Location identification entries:
#####

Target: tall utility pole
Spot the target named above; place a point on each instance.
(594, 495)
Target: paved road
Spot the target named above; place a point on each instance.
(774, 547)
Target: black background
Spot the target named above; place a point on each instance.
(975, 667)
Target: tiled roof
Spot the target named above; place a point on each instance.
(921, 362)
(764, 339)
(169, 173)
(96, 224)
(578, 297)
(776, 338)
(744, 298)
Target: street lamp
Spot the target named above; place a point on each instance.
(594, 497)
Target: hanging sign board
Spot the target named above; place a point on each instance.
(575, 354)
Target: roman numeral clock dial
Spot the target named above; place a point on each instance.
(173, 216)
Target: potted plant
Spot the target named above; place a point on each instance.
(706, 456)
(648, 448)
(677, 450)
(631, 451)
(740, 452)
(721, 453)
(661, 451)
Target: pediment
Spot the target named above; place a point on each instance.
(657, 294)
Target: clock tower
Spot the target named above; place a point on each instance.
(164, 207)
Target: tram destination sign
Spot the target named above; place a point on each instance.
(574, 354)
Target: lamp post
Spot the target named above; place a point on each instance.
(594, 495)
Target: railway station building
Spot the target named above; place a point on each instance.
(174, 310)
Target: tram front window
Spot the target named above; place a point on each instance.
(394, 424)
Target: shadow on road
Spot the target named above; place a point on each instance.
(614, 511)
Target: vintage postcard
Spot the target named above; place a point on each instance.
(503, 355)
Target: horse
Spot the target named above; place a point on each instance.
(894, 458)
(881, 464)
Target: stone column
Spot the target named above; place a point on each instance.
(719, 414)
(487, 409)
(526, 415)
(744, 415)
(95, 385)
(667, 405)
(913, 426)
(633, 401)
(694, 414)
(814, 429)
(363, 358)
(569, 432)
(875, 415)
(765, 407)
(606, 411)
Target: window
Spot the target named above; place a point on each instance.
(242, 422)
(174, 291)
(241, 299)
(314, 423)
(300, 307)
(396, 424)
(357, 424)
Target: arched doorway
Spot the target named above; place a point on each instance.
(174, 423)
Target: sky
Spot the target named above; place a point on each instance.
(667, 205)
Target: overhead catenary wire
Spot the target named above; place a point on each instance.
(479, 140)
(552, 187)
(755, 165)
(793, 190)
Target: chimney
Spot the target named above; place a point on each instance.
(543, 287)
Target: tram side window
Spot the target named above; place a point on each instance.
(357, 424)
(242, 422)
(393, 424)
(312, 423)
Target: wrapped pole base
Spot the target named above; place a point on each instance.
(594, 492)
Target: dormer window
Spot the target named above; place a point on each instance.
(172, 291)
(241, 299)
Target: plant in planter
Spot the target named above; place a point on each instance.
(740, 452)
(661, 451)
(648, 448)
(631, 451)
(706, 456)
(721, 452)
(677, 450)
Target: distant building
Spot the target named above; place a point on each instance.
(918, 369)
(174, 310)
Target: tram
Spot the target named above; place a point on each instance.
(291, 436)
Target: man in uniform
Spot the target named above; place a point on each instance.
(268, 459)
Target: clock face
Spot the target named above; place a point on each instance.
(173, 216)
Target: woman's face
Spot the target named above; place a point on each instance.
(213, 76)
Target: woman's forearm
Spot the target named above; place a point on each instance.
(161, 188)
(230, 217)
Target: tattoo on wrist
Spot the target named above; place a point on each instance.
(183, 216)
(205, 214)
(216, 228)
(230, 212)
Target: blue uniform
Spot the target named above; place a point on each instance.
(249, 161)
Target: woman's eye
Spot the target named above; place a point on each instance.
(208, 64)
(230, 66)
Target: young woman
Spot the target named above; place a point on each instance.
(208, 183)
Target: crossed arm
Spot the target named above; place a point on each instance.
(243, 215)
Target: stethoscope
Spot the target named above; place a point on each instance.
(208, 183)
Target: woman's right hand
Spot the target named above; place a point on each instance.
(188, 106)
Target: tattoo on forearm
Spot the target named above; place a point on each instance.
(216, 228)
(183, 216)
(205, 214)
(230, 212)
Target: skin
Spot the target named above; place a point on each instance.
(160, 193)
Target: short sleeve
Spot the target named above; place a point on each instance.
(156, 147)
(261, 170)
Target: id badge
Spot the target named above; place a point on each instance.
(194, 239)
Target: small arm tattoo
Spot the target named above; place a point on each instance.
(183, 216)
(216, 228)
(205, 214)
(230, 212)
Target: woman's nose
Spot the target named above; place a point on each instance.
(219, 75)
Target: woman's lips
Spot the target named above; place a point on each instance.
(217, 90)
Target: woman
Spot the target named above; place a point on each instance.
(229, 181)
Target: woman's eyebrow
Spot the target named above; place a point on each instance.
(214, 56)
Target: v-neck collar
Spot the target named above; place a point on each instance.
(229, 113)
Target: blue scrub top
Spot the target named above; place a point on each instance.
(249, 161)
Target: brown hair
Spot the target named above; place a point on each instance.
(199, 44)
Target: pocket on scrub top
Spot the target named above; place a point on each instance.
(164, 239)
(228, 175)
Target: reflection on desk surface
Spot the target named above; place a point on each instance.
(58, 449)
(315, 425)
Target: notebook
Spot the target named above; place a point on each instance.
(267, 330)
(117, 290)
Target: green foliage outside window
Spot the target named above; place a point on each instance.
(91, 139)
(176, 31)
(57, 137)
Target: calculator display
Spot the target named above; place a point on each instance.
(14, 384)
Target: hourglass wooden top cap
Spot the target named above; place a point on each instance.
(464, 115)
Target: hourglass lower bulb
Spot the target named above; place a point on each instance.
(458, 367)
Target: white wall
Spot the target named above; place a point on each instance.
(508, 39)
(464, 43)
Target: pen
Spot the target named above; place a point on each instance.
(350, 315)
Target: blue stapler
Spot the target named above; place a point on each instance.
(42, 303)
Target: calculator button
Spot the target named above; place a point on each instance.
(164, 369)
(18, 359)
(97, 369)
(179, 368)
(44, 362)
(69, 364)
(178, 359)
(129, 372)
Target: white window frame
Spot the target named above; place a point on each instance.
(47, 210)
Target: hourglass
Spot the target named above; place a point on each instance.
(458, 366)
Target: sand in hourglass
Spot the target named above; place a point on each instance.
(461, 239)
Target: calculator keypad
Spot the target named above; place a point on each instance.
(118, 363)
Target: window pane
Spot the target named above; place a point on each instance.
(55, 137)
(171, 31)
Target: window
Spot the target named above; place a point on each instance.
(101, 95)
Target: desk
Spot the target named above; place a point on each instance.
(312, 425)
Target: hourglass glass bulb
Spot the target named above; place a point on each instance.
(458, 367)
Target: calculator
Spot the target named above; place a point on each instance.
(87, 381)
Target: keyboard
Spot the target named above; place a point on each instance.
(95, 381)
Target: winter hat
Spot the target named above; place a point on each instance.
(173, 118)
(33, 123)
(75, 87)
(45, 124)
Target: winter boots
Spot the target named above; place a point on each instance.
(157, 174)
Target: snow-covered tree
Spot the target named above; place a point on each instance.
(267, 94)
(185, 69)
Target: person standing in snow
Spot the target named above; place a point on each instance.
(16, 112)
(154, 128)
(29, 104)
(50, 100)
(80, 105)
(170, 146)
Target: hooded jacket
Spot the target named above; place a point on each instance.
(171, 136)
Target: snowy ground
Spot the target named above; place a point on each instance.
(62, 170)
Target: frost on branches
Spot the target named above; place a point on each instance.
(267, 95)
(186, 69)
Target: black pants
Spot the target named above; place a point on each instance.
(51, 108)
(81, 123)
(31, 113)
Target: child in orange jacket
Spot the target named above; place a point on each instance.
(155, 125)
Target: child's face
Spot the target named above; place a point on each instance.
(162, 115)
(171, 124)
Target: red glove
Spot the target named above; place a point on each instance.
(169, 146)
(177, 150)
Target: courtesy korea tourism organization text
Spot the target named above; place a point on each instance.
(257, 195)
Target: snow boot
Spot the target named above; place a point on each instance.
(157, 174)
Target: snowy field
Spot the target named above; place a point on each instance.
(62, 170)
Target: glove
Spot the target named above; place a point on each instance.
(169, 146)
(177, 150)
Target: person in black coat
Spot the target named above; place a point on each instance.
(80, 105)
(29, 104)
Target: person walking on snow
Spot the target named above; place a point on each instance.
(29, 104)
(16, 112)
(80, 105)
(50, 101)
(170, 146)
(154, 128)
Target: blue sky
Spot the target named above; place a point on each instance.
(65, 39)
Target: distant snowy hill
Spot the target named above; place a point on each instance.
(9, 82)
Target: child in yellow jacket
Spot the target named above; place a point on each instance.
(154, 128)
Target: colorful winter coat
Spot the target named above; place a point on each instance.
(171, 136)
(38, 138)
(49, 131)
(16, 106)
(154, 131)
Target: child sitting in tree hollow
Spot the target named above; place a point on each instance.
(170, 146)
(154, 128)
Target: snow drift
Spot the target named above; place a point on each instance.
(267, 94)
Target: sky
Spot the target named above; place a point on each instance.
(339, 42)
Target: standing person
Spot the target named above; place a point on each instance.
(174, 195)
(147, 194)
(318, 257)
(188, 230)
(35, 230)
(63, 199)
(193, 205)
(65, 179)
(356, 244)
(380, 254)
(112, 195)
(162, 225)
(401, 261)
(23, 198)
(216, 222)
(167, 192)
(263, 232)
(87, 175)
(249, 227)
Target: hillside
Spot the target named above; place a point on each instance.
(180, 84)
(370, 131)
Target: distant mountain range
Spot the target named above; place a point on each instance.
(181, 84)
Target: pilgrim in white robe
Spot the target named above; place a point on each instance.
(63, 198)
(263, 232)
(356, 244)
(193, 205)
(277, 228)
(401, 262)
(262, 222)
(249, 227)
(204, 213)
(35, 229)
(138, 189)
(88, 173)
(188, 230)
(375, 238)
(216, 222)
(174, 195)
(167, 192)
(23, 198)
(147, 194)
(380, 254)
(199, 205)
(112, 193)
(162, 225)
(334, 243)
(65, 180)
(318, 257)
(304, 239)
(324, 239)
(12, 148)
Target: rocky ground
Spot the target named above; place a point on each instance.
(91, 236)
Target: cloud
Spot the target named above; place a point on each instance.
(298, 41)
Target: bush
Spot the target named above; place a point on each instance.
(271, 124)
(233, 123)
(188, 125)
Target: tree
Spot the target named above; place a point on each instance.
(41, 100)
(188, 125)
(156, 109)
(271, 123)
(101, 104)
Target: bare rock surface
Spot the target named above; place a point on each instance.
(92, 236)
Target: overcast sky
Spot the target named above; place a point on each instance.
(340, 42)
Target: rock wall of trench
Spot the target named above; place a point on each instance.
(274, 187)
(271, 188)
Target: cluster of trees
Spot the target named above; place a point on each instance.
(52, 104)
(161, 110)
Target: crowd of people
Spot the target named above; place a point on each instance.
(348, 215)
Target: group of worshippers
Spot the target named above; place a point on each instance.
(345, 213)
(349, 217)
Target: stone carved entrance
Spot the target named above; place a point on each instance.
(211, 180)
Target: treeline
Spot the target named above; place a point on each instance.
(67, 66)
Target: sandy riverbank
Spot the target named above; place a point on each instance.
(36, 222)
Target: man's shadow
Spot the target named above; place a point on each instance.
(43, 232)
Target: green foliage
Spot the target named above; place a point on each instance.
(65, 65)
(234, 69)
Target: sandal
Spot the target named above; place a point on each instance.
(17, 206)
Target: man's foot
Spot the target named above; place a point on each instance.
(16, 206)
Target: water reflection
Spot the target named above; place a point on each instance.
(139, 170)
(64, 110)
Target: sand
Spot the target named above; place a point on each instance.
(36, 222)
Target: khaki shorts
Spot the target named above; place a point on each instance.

#####

* _Set exercise_:
Reproduce only the lines running from the one that contains "Target: overcast sky" to the last line of the records.

* _Complete response_:
Target: overcast sky
Spot the target named above; place a point on each instance.
(340, 42)
Target: rock wall of trench
Spot the target named above; place a point on each instance.
(274, 187)
(271, 188)
Target: cluster of trees
Spot the target named above; place a point on each instance.
(52, 104)
(161, 110)
Target: crowd of people
Spot the target named above; place a point on each instance.
(348, 215)
Target: group of worshippers
Spot the target named above; place a point on each instance.
(345, 213)
(349, 217)
Target: stone carved entrance
Spot the target named above; place a point on each instance.
(211, 180)
Target: treeline
Spot the target named above; place a point on each instance.
(67, 66)
Target: sandy riverbank
Spot the target named above; place a point on each instance.
(36, 222)
Target: man's shadow
Spot the target named above; place a point on each instance.
(43, 232)
Target: green foliage
Spot the target named above; place a point on each instance.
(65, 65)
(234, 69)
Target: sandal
Spot the target named above; place a point on each instance.
(17, 206)
Target: man's foot
Spot the target named above; place a point on each instance.
(16, 206)
Target: water reflection
Spot the target named above; place a point on each instance.
(139, 170)
(64, 110)
Target: sand
Spot the target named above; place a point on each instance.
(36, 222)
Target: khaki shorts
Spot the target named above; place a point on each instance.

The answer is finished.